_ACTIONS TO TAKE:_
1. Do the following statements agree with the show announcement below? Answer yes or no for each and quote the words from the show announcement that decide it.
(a) The event takes place at the Oswestry showground.
(b) The show and shine displays are held in the trade area.
(c) The buses on display come from across Europe.
2. Which lines of the records contain the string "cactus"? Copy out each of them.

_EXCERPT:_
-*-*-

# Bus Types 15/16/17 April 2016



## oz (Jan 17, 2006)

Bus Types 2016
All the best, and welcome to Bus Types VW Show 15/16 & 17 April 2016 for all VW camper lovers 
Enjoy a great week-end break with us at the Oswestry showground where you will find like-wise people who just love their Buses!
Lined-up for your pleasure, you will be able to see some of the best VW buses from within the UK. All variants of the VW camper van which will include split screen / bay windows / T25's / T4's & T5's
Throughout the weekend, there will be Autojumble stalls stocking pre-loved bits 'n' pieces, together with our massive trade area where you will be able to get those hard-to-find items for your cherished vehicles, new & spare parts together with VW memorabilia.
As always, show and shine and special bus displays will be there for you to wander around in the central arena.
On Friday and Saturday nights, boogie the night away with music from your favourite DJ and topping this off with 2 live bands.

-*-*-

_ROWS:_
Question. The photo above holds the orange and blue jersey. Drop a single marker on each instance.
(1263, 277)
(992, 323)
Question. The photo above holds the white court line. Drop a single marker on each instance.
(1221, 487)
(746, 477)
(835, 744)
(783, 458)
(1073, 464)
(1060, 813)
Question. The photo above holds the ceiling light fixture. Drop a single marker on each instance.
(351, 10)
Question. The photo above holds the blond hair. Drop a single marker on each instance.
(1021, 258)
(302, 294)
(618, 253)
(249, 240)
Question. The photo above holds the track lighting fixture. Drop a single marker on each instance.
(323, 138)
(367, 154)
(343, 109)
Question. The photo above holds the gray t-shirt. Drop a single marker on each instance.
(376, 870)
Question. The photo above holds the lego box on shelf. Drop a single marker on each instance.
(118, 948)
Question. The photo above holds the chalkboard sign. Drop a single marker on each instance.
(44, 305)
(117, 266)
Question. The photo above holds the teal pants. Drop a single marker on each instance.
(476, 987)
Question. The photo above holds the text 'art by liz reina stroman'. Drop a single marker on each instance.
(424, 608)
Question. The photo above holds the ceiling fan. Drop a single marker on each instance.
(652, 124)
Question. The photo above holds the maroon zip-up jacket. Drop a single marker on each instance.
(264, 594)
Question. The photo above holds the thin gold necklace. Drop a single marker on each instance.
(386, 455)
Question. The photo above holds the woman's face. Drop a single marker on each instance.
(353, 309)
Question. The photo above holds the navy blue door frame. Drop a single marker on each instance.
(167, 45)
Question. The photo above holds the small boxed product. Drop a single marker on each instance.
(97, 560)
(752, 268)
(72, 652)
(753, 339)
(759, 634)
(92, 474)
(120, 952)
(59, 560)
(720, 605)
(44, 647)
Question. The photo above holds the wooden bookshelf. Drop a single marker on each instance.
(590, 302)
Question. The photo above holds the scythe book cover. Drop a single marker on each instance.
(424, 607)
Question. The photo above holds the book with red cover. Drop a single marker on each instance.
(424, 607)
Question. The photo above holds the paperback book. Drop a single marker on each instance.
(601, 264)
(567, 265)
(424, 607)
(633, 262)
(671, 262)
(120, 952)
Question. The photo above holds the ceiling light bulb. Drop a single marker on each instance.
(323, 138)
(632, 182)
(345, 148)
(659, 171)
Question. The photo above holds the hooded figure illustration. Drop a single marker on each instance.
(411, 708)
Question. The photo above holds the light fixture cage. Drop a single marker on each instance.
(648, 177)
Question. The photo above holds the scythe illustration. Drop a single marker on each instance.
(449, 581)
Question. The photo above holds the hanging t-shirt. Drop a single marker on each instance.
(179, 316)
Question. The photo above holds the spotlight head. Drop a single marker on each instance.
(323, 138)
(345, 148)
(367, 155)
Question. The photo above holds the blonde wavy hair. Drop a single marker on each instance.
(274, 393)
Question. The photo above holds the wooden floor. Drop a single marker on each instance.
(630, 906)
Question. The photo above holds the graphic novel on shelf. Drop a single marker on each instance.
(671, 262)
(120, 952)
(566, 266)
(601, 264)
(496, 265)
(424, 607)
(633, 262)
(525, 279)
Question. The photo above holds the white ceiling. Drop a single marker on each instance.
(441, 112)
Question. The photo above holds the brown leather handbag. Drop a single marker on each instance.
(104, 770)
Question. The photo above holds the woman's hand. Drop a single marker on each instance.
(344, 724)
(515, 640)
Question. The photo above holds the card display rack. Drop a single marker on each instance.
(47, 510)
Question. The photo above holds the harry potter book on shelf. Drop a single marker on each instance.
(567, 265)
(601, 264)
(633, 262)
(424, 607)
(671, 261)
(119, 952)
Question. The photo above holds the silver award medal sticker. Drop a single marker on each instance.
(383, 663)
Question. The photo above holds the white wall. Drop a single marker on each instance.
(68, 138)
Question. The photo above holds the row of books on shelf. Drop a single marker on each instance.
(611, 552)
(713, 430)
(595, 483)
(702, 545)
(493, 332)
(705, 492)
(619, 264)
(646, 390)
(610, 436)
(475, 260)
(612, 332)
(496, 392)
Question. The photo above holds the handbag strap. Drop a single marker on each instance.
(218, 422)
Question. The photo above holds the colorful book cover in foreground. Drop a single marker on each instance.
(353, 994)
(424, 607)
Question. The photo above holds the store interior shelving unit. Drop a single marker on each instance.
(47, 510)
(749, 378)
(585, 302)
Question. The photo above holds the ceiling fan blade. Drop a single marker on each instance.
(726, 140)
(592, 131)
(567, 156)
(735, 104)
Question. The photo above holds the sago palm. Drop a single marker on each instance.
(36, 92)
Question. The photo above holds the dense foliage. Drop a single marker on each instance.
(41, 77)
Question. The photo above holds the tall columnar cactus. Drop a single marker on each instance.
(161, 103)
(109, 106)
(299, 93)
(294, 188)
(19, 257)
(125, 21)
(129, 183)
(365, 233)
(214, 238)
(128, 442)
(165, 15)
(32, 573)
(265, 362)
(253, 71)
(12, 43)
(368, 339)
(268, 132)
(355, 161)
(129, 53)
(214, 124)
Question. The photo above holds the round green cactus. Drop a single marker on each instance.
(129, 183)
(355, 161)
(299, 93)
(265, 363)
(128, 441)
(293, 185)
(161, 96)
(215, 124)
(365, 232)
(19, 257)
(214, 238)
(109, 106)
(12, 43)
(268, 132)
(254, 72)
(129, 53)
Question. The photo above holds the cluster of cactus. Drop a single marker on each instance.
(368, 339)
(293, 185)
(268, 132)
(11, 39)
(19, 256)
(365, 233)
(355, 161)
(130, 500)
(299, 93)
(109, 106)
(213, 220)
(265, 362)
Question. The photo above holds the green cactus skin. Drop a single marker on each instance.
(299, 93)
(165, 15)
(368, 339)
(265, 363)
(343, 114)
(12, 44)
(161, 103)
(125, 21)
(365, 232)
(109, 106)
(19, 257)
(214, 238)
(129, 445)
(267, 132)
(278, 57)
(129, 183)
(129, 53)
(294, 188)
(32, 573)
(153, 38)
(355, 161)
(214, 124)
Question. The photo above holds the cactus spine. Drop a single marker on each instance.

-*-*-

_THE RESULTS:_
1.
(a) Yes: "at the Oswestry showground"
(b) No: "in the central arena"
(c) No: "from within the UK"

2.
Question. The photo above holds the tall columnar cactus. Drop a single marker on each instance.
Question. The photo above holds the round green cactus. Drop a single marker on each instance.
Question. The photo above holds the cluster of cactus. Drop a single marker on each instance.
Question. The photo above holds the green cactus skin. Drop a single marker on each instance.
Question. The photo above holds the cactus spine. Drop a single marker on each instance.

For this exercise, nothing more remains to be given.